** PASSAGE FOR REVIEW **

= Beginning of Section =

Last night on Twitter, I wrote: "Imagine if a leading Democratic Congressman told a leader of a foreign country he'd side with them against the GOP US President" and "Imagine John Kerry, 2006, to French President Jacques Chirac: 'I'll safeguard French interests against President Bush'." In reply, The Washington Examiner's David Freddoso wrote: "No need to imagine. It happened in 02." He's presumably referring to Rep. Jim McDermott's trip to Iraq to oppose America's imminent attack on that country. That's hardly comparable -- McDermott wasn't in the leadership of his party and he was opposing that war out of allegiance to the U.S., not to Iraq -- but even so, it created a major media backlash in which McDermott was routinely denounced as a traitor and to this day is mocked as "Baghdad Jim." Needless to say, Cantor's actions will spawn nothing comparable. That's the point.
What makes Cantor's behavior all the more remarkable is that the Israeli-Palestinian conflict which the Obama administration is ostensibly attempting to resolve is, as Gen. David Petraeus himself pointed out, a direct threat to U.S. interests and security. But no matter; those concerns are plainly not Cantor's priority.
One other revealing and fascinating aspect to all of this. The two co-Chairmen of Obama's Deficit Commission, Erskine Bowels and Alan Simpson, last week unveiled a plan that would entail drastic cuts in most areas of American life, including Social Security and Medicare. Whatever else is true, American citizens are going to experience severe cut-backs in all sorts of benefits and economic security. Meanwhile, the U.S. continues to shovel billions of dollars every year to Israel -- a country which, unlike the U.S., enjoys a booming economy and universal health care coverage. The Bowles/Simpson proposal would not cut any of that, but it at least calls for a reduction in the rate of growth in foreign aid, which would encompass the numerous foreign countries to which the U.S. transfers such money, with Israel leading the list and its neighbor Egypt in second place (which buys Egyptian stability and peace with Israel).

= End of Section =

** ENTRIES SUPPLIED **
= Beginning of Section =

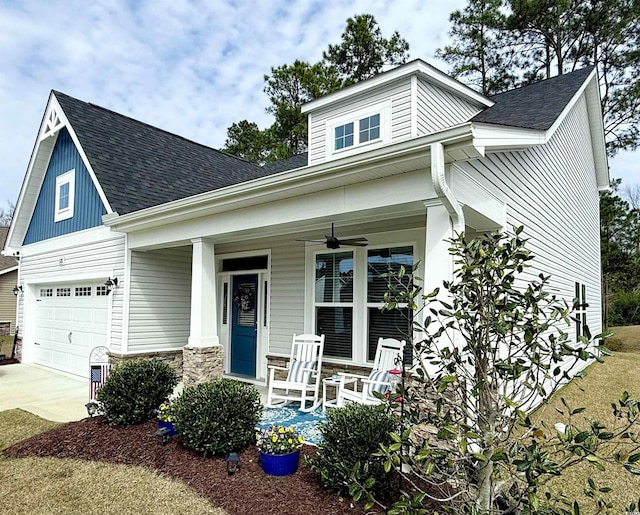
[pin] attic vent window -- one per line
(344, 136)
(65, 195)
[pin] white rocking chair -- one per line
(389, 355)
(303, 374)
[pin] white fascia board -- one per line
(85, 160)
(24, 206)
(415, 67)
(25, 209)
(499, 137)
(260, 189)
(69, 241)
(8, 270)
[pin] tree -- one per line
(6, 216)
(477, 54)
(543, 38)
(363, 52)
(492, 347)
(620, 251)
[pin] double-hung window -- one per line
(65, 196)
(344, 136)
(333, 302)
(383, 266)
(369, 128)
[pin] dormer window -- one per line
(65, 195)
(369, 128)
(344, 136)
(358, 130)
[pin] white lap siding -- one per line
(159, 300)
(552, 191)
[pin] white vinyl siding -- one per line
(7, 299)
(79, 263)
(159, 299)
(551, 190)
(439, 109)
(398, 93)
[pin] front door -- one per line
(244, 329)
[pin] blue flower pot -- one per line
(280, 464)
(169, 426)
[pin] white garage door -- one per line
(71, 319)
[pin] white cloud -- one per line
(192, 68)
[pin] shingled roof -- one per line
(139, 166)
(536, 106)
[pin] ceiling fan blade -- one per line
(355, 241)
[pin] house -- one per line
(8, 281)
(153, 245)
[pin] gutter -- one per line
(443, 191)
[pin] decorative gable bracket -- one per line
(52, 124)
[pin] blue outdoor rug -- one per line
(304, 423)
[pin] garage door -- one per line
(71, 319)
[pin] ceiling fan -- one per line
(332, 242)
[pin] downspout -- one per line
(443, 191)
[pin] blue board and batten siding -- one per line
(88, 207)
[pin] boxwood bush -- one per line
(350, 436)
(218, 417)
(134, 390)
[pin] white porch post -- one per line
(204, 309)
(438, 263)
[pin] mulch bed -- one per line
(249, 490)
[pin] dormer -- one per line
(410, 101)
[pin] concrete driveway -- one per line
(45, 392)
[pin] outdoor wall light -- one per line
(232, 463)
(111, 284)
(92, 408)
(164, 435)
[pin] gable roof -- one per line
(140, 166)
(6, 262)
(536, 106)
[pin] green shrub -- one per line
(350, 436)
(218, 417)
(134, 390)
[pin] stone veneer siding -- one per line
(173, 358)
(201, 364)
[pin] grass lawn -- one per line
(6, 344)
(48, 485)
(602, 385)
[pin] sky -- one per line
(191, 68)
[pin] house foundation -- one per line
(201, 364)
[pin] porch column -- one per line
(203, 355)
(438, 263)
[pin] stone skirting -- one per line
(173, 358)
(201, 364)
(328, 368)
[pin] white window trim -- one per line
(382, 108)
(66, 178)
(359, 305)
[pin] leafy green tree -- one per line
(537, 39)
(363, 52)
(477, 53)
(491, 346)
(620, 251)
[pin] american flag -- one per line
(99, 374)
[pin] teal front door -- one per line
(244, 330)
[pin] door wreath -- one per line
(244, 298)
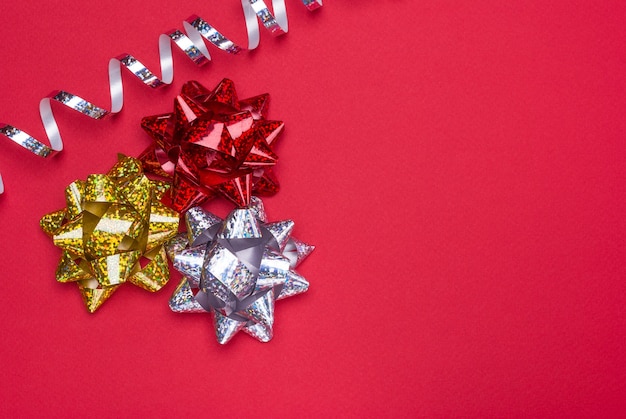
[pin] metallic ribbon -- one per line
(192, 44)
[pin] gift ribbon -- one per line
(192, 44)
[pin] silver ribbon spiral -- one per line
(192, 44)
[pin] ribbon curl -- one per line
(192, 44)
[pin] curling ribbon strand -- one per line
(192, 44)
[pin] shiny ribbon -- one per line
(192, 44)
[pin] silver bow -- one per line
(236, 269)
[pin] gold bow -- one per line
(112, 231)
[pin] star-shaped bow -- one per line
(236, 269)
(113, 230)
(213, 144)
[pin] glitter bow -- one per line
(213, 144)
(112, 231)
(236, 269)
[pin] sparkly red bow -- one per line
(213, 144)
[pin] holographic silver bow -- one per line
(236, 269)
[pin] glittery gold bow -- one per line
(112, 231)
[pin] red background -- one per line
(460, 166)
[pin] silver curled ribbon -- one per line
(198, 31)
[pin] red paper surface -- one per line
(459, 165)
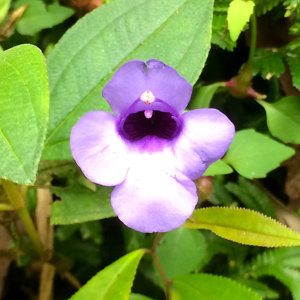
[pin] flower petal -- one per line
(98, 149)
(205, 138)
(135, 77)
(153, 198)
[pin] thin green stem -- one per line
(4, 206)
(18, 203)
(156, 260)
(253, 39)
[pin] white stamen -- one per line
(147, 97)
(148, 114)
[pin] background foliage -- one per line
(242, 58)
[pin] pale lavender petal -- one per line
(135, 77)
(154, 197)
(98, 149)
(205, 138)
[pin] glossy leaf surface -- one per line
(243, 226)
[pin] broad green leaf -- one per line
(283, 119)
(38, 16)
(114, 282)
(4, 7)
(79, 204)
(259, 288)
(218, 168)
(202, 95)
(138, 297)
(209, 287)
(24, 102)
(268, 63)
(239, 13)
(243, 226)
(84, 60)
(294, 65)
(181, 251)
(252, 197)
(253, 154)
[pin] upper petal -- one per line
(154, 197)
(205, 138)
(135, 77)
(98, 149)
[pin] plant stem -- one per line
(5, 207)
(166, 281)
(18, 203)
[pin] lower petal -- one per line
(152, 199)
(205, 138)
(98, 148)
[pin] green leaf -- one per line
(243, 226)
(202, 95)
(259, 288)
(138, 297)
(24, 102)
(4, 7)
(268, 63)
(84, 60)
(181, 251)
(253, 154)
(114, 282)
(252, 197)
(38, 16)
(80, 204)
(209, 287)
(294, 65)
(283, 119)
(218, 168)
(238, 16)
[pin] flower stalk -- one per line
(167, 283)
(18, 203)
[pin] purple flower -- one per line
(148, 149)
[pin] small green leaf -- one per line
(243, 226)
(253, 154)
(80, 204)
(203, 95)
(138, 297)
(294, 65)
(84, 60)
(239, 13)
(38, 17)
(218, 168)
(252, 197)
(4, 7)
(209, 287)
(283, 119)
(268, 63)
(114, 282)
(259, 288)
(24, 102)
(181, 251)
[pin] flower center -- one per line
(156, 123)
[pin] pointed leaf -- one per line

= End of Section =

** WORK INSTRUCTION **
Write what comes next in the commentary on Cantor and Israel, starting after its final sentence. The rows are separate from the commentary on Cantor and Israel.

** OUTPUT FOR THIS EXERCISE **
Anticipating that the extreme austerity measures which his party is demanding might sweep up foreign aid -- and therefore threaten the billions of dollars every year in taxpayer money transferred to Israel -- Cantor last month proposed that money to Israel not be classifed any longer as "foreign aid" -- in order to shield it from all cuts. In other words, Cantor wants American citizens to sacrifice in the extreme, to lose all sorts of benefits and security in the name of austerity, but wants to shield Israel -- with a higher standard of living -- from those cuts. Put another way, Americans should give up Social Security and Medicare benefits so that they can continue to transfer billions of dollars every year to Israel, a foreign country which offers far more of a safety net to its own citizens. But don't you dare accuse Eric Cantor of haboring allegiance to Israel and subordinating U.S. interests to this foreign country. That would be extremely wrong of you to insinuate.